RECORD SET start
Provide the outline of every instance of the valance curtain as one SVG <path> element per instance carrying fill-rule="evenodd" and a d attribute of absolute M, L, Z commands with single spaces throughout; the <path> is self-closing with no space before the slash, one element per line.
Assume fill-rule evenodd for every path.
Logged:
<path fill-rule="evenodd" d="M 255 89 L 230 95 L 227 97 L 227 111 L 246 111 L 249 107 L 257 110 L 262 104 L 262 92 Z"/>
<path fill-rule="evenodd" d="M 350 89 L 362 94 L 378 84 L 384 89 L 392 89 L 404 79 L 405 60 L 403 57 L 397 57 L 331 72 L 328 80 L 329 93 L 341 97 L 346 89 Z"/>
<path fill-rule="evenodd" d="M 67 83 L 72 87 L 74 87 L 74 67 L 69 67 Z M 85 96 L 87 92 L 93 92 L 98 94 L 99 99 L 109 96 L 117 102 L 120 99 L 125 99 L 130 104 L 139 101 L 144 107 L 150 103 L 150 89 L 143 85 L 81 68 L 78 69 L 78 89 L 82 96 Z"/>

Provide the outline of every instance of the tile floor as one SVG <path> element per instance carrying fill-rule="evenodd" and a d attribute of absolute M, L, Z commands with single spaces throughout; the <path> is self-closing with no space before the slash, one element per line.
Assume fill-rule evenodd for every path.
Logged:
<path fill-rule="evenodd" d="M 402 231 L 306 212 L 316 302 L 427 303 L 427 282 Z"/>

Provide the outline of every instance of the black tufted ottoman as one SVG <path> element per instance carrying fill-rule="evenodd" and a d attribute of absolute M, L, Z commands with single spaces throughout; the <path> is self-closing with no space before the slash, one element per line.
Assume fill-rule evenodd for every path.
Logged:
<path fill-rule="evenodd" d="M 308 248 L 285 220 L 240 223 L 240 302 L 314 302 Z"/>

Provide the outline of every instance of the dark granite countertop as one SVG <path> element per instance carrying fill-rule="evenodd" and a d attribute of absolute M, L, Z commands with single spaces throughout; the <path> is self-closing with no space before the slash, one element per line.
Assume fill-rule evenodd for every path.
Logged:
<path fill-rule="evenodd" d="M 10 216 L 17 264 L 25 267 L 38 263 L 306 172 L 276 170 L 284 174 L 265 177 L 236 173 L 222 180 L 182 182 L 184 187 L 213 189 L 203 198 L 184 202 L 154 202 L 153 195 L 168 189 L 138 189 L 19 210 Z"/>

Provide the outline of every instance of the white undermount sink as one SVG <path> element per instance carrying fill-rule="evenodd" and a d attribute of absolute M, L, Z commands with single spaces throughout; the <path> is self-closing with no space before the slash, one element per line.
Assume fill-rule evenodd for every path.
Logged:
RECORD SET end
Reproduce the records from the line containing "Provide the outline of every instance of the tile" to the line containing "308 248 L 285", both lines included, with the requests unchanged. Multiply every coordinate in the path outlines by 1.05 and round each result to a whole number, rounding halves up.

Provide the outline of every instance of the tile floor as one SVG <path> element per instance carrying fill-rule="evenodd" and a d attribute of absolute M, L, Z commands with single spaces throughout; the <path> is self-closing with no space before the slash, one element per line.
Assume fill-rule evenodd for every path.
Logged:
<path fill-rule="evenodd" d="M 422 243 L 321 223 L 332 317 L 448 318 L 448 296 Z"/>

Provide the outline of every instance of the black tufted ottoman as one SVG <path> element per instance carrying fill-rule="evenodd" and a d attribute of absolute M, L, Z commands with single spaces throughout; the <path> is self-closing with no space before the slash, one element per line.
Assume fill-rule evenodd for every path.
Logged:
<path fill-rule="evenodd" d="M 323 260 L 299 231 L 252 234 L 252 317 L 330 317 Z"/>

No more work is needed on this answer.